**Task brief**. All of the data below is to be written out again exactly.

**Dataset records**.

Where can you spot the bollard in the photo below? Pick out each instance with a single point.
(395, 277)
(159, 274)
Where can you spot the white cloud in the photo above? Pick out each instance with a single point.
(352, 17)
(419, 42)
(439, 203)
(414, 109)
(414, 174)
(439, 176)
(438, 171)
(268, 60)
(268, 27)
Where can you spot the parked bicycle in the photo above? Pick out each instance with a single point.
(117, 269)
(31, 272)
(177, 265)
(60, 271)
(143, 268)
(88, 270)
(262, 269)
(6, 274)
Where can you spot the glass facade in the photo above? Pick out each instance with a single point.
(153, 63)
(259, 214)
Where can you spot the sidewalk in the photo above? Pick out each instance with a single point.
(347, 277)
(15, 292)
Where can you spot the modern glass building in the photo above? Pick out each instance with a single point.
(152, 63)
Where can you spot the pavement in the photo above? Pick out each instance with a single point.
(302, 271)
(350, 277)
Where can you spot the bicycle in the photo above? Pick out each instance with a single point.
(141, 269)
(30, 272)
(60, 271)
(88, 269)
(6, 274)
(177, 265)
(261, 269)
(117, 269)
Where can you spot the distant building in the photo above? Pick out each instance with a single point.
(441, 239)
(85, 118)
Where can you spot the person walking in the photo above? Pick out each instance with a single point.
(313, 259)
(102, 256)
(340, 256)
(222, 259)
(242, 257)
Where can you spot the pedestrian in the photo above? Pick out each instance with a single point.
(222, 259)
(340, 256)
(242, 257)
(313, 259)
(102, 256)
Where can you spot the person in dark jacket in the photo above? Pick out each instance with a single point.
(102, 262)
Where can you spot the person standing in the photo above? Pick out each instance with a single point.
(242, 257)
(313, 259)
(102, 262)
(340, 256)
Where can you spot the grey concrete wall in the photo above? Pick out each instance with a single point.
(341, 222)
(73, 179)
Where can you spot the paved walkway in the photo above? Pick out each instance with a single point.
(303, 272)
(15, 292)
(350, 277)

**Solved exercise**.
Where can you spot the bollard in the photo below? Pick out each instance with a single point.
(395, 277)
(159, 274)
Where can you spot the white cloud in the photo above? Pick out each instance with a single point.
(352, 17)
(419, 42)
(439, 203)
(414, 109)
(414, 174)
(439, 176)
(438, 171)
(268, 60)
(268, 27)
Where can you spot the parked bicycle in the photo above? Pick out each instance with a single point.
(117, 269)
(31, 272)
(177, 265)
(60, 271)
(143, 268)
(88, 270)
(262, 269)
(6, 274)
Where can you spot the glass facade in the photo above? Pick out each instance with a single point.
(153, 63)
(259, 214)
Where can you spot the sidewalk in the photo above? Pick out each instance with a single point.
(347, 277)
(15, 292)
Where can you spot the modern glass building in the photo above? Pick out each instance with a single point.
(152, 63)
Where can you spot the pavement in the photo above? Pick out each instance with a single point.
(302, 271)
(350, 277)
Where can you spot the bicycle in the photo above? Pick out each instance with a single point.
(141, 269)
(30, 272)
(60, 271)
(88, 269)
(6, 274)
(177, 265)
(261, 269)
(117, 269)
Where can you spot the distant building in the photo above? Pick out each instance with a single point.
(441, 239)
(85, 118)
Where can you spot the person walking in the photo above? Pick out each instance with a single point.
(313, 259)
(102, 256)
(340, 256)
(222, 259)
(242, 257)
Where can you spot the pedestrian in the photo above? Pick out each instance with a single point.
(222, 259)
(340, 256)
(242, 257)
(313, 259)
(102, 256)
Where can you spot the person in dark jacket in the photo above? Pick out each instance with a single point.
(102, 262)
Where can you spot the person standing in the photo above? Pick out each instance with a single point.
(242, 257)
(313, 259)
(102, 262)
(340, 256)
Where can you spot the grey concrete wall in the photo above? Pick out each instance with a single point.
(341, 222)
(73, 179)
Where can you spot the paved walkway in the photo above? Pick out each instance with a single point.
(303, 272)
(15, 292)
(350, 277)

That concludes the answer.